Required work: All entries below are to be set down again exactly as given.

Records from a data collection

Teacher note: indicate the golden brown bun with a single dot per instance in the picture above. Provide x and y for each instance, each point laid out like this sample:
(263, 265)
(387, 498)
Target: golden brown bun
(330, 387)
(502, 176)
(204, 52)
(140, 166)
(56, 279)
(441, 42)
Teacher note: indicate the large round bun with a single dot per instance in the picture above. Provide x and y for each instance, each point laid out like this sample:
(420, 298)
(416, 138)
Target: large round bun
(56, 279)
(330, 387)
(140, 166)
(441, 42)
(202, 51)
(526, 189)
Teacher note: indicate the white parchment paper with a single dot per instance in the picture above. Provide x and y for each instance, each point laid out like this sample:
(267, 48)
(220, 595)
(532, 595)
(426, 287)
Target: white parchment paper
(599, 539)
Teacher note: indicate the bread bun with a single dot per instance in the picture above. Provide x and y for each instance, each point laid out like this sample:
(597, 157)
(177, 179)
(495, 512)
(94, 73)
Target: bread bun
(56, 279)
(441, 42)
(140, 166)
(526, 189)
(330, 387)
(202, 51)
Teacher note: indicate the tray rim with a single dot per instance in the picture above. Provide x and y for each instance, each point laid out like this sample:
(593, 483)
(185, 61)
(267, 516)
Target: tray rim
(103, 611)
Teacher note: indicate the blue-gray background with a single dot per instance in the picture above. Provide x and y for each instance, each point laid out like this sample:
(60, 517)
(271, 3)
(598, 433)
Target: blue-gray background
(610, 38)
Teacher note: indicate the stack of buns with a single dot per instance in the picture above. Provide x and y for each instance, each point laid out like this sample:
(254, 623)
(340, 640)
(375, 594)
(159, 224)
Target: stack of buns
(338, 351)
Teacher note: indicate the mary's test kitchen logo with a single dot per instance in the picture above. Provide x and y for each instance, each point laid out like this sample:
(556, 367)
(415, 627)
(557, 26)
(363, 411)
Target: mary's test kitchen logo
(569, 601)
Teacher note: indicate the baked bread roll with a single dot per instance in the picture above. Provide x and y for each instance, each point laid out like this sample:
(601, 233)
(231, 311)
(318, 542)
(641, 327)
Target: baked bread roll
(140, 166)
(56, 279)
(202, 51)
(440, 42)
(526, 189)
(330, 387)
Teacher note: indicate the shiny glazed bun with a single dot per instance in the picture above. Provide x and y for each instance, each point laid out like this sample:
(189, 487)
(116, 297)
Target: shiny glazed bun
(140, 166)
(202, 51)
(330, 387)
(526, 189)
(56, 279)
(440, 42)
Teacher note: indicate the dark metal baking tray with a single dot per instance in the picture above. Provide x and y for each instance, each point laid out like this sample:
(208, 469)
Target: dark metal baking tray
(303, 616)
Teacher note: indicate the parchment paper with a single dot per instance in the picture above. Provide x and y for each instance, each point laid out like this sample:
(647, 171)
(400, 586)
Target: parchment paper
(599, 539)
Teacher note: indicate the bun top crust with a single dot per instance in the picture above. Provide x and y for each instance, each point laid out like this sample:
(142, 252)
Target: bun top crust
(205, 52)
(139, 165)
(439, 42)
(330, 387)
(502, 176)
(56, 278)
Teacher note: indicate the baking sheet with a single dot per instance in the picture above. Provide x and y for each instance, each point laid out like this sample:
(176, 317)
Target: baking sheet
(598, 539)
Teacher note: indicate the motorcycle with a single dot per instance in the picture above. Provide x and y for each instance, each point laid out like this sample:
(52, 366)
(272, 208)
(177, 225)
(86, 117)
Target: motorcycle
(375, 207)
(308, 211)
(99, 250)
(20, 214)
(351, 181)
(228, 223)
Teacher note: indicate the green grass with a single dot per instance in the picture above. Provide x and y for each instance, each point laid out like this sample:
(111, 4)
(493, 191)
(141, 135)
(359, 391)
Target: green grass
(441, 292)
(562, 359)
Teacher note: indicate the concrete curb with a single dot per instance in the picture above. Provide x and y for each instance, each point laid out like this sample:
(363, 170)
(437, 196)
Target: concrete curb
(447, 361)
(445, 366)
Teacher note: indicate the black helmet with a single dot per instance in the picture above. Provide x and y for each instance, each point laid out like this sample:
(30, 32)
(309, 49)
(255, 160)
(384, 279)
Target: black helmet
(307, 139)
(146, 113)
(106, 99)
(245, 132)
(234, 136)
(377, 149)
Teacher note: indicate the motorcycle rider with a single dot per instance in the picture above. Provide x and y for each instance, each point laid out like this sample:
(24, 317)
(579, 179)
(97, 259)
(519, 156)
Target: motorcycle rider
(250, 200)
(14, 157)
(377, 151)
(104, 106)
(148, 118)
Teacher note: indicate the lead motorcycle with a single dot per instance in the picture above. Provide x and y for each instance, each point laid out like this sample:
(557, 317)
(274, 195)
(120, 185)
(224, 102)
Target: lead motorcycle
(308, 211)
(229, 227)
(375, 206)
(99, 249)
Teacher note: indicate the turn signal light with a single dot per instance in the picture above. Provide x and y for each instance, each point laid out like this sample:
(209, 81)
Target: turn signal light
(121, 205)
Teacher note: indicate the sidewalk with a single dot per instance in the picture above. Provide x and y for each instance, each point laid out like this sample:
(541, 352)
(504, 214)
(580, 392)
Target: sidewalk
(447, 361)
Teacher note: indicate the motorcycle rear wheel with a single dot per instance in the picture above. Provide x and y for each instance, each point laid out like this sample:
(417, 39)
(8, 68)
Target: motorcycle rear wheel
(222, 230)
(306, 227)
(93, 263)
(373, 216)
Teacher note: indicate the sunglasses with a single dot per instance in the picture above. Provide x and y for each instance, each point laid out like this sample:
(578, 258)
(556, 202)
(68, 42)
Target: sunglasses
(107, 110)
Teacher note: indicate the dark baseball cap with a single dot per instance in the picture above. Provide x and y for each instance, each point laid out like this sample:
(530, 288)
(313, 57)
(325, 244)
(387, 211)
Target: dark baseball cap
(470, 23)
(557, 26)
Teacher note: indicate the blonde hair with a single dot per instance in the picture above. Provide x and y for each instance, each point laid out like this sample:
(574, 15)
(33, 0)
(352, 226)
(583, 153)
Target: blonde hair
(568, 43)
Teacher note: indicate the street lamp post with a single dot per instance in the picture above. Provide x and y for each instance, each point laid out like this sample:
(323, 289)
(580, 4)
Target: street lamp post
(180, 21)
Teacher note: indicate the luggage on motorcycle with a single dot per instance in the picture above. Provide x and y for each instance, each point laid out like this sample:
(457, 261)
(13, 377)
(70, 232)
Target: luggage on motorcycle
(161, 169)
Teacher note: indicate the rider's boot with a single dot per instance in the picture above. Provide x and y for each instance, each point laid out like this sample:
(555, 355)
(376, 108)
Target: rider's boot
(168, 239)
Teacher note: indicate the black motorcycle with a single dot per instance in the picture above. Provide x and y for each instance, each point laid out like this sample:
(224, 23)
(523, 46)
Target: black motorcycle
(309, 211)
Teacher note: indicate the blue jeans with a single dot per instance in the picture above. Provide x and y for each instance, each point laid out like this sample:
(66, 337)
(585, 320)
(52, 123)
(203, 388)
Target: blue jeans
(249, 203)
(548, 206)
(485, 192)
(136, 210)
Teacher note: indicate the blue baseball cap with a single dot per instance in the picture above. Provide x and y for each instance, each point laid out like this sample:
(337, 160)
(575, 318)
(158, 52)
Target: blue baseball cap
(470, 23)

Output for this exercise:
Teacher note: indicate the golden brown bun with a single dot per instance in the picture above. Provide x and y for each instance, each point laid out like this sample:
(263, 265)
(387, 498)
Target: golden brown bun
(330, 387)
(502, 176)
(204, 52)
(140, 166)
(56, 279)
(441, 42)
Teacher note: indicate the large round bun with a single dot per instance in the picture above. Provide x and y for each instance, each point laid out like this sample:
(420, 298)
(416, 138)
Target: large round bun
(56, 279)
(330, 387)
(140, 166)
(441, 42)
(202, 51)
(526, 189)
Teacher note: indicate the white parchment paper with a single dot per instance in the picture above. Provide x and y for each instance, each point laid out like this sample:
(267, 48)
(220, 595)
(532, 595)
(426, 287)
Target: white parchment paper
(599, 539)
Teacher note: indicate the bread bun with a single dot per instance in the picture above. Provide x and y for each instance, each point laid out like this sample:
(597, 157)
(177, 179)
(495, 512)
(94, 73)
Target: bread bun
(56, 279)
(441, 42)
(140, 166)
(526, 189)
(330, 387)
(202, 51)
Teacher note: indicate the tray rim with a single dot per instance in the picture above. Provide x and y for each instance, each point laid out like this sample:
(593, 483)
(185, 61)
(267, 516)
Target: tray rim
(103, 611)
Teacher note: indicate the blue-gray background with a single dot per instance in the picture above. Provide x and y for each instance, each point laid out like this sample:
(60, 517)
(271, 3)
(598, 433)
Target: blue-gray background
(610, 38)
Teacher note: indicate the stack of buns with a single dot per instance in the picture above. Provide x and y for each instance, each point laid out like this sample:
(254, 623)
(340, 640)
(375, 594)
(159, 224)
Target: stack of buns
(338, 351)
Teacher note: indicate the mary's test kitchen logo with a single dot per instance in the picture above. Provide x and y for each instance, each point laid out like this sample:
(556, 367)
(415, 627)
(557, 26)
(363, 411)
Target: mary's test kitchen logo
(569, 601)
Teacher note: indicate the baked bread roll with a single dot per instance in the picture above. Provide x and y for each instance, each point laid out like this sample:
(601, 233)
(231, 311)
(318, 542)
(641, 327)
Target: baked bread roll
(140, 166)
(56, 279)
(202, 51)
(440, 42)
(526, 189)
(330, 387)
Teacher note: indicate the shiny glazed bun with a single dot per instance in the picture above. Provide x and y for each instance, each point laid out like this sample:
(189, 487)
(116, 297)
Target: shiny glazed bun
(140, 166)
(202, 51)
(330, 387)
(526, 189)
(56, 279)
(440, 42)
Teacher note: indicate the dark metal baking tray with a single dot per instance in the picture above. Provide x and y for each instance, each point laid out like this sample:
(208, 469)
Target: dark metal baking tray
(303, 616)
Teacher note: indicate the parchment paper with a single dot per instance in the picture above. Provide x and y for each instance, each point laid out like this sample:
(647, 171)
(400, 586)
Target: parchment paper
(599, 539)
Teacher note: indicate the bun top crust with a single dot per instance in the picture above. Provide x and y for each instance, each point laid out like this sample:
(142, 252)
Target: bun top crust
(205, 52)
(139, 165)
(439, 42)
(330, 387)
(502, 176)
(56, 278)
Teacher note: indicate the baking sheet with a single dot per instance in the picture above. Provide x and y for each instance, each point laid out like this sample:
(176, 317)
Target: baking sheet
(598, 539)
Teacher note: indicate the motorcycle with a single dot per instance in the picture above. Provide x and y for each instance, each point laid out like this sample:
(52, 366)
(272, 208)
(177, 225)
(86, 117)
Target: motorcycle
(375, 207)
(308, 211)
(99, 250)
(20, 214)
(351, 181)
(228, 223)
Teacher note: indicate the green grass with a single dot per instance in the picture above. Provide x and y for each instance, each point laid out like this sample:
(111, 4)
(493, 191)
(141, 135)
(359, 391)
Target: green grass
(441, 292)
(562, 359)
Teacher note: indicate the concrete curb with a single dot per instance in the picture above. Provide x and y for each instance, each point laid out like this sample:
(363, 170)
(437, 196)
Target: concrete curb
(447, 361)
(445, 366)
Teacher note: indicate the black helmet with a single dot per instance in the picture above. Provide x and y for each instance, each point laid out like this sample:
(30, 32)
(309, 49)
(255, 160)
(384, 279)
Target: black helmet
(307, 139)
(146, 113)
(106, 99)
(245, 132)
(234, 136)
(377, 149)
Teacher note: indicate the motorcycle rider with a single dot per instance in the picture above. Provide x and y for each instance, each point laid out like this sample:
(24, 317)
(579, 179)
(97, 259)
(519, 156)
Target: motorcycle rider
(250, 200)
(14, 157)
(377, 151)
(104, 106)
(148, 118)
Teacher note: indicate the lead motorcycle with a single dot per instance in the picture above. Provide x and y for each instance, each point laid out like this sample:
(557, 317)
(274, 195)
(120, 185)
(224, 102)
Target: lead motorcycle
(308, 211)
(229, 227)
(375, 206)
(99, 249)
Teacher note: indicate the turn signal light with a single dot per instance in the picture above. Provide x and y for each instance, each point laid out like this sample:
(209, 81)
Target: turn signal light
(121, 205)
Teacher note: indicate the sidewalk with a single dot per instance in the picture above. Provide x and y for each instance, each point laid out like this sample:
(541, 352)
(504, 214)
(580, 392)
Target: sidewalk
(447, 361)
Teacher note: indicate the motorcycle rear wheel with a single dot per instance in the picture above. Provide x and y for each instance, each point laid out like this sample:
(417, 39)
(8, 68)
Target: motorcycle rear wheel
(222, 230)
(306, 227)
(93, 263)
(373, 216)
Teacher note: indicate the sunglasses with a single dot per instance in the picture above. Provide x and y for each instance, each point laid out like this sample:
(578, 258)
(556, 202)
(68, 42)
Target: sunglasses
(107, 110)
Teacher note: indicate the dark baseball cap with a single dot per instance in the picture above. Provide x and y for each instance, each point laid out like this sample:
(530, 288)
(313, 57)
(325, 244)
(387, 211)
Target: dark baseball cap
(470, 23)
(557, 26)
Teacher note: indicate the blonde hair with a single dot per instance in the picture above. Provide x and y for each instance, each point laid out like this sample:
(574, 15)
(33, 0)
(352, 226)
(583, 153)
Target: blonde hair
(568, 43)
Teacher note: indicate the street lamp post with a single dot per instance in the picture above. Provide x and y for each instance, each point laid out like this sample:
(323, 289)
(580, 4)
Target: street lamp post
(180, 21)
Teacher note: indicate the luggage on motorcycle with a single dot per instance in the picture above. Provide x and y for each instance, each point laid out like this sample:
(457, 261)
(13, 377)
(70, 232)
Target: luggage on motorcycle
(161, 169)
Teacher note: indicate the rider's boot with a single dot per instance in the picture above. Provide x and y for each instance, each point laid out like this sample:
(555, 355)
(376, 108)
Target: rider's boot
(168, 239)
Teacher note: indicate the black motorcycle with a single dot per instance in the picture above. Provide x and y for each instance, each point laid out like this sample:
(224, 23)
(523, 46)
Target: black motorcycle
(309, 211)
Teacher note: indicate the blue jeans with a single dot per instance in the picture above. Provide x and y for each instance, each point laid out like this sample:
(66, 337)
(585, 320)
(52, 123)
(203, 388)
Target: blue jeans
(249, 203)
(548, 206)
(485, 192)
(136, 210)
Teacher note: indicate the blue baseball cap with a single dot per instance in the picture above. Provide x and y for each instance, each point laid out like this sample:
(337, 160)
(575, 318)
(158, 52)
Target: blue baseball cap
(470, 23)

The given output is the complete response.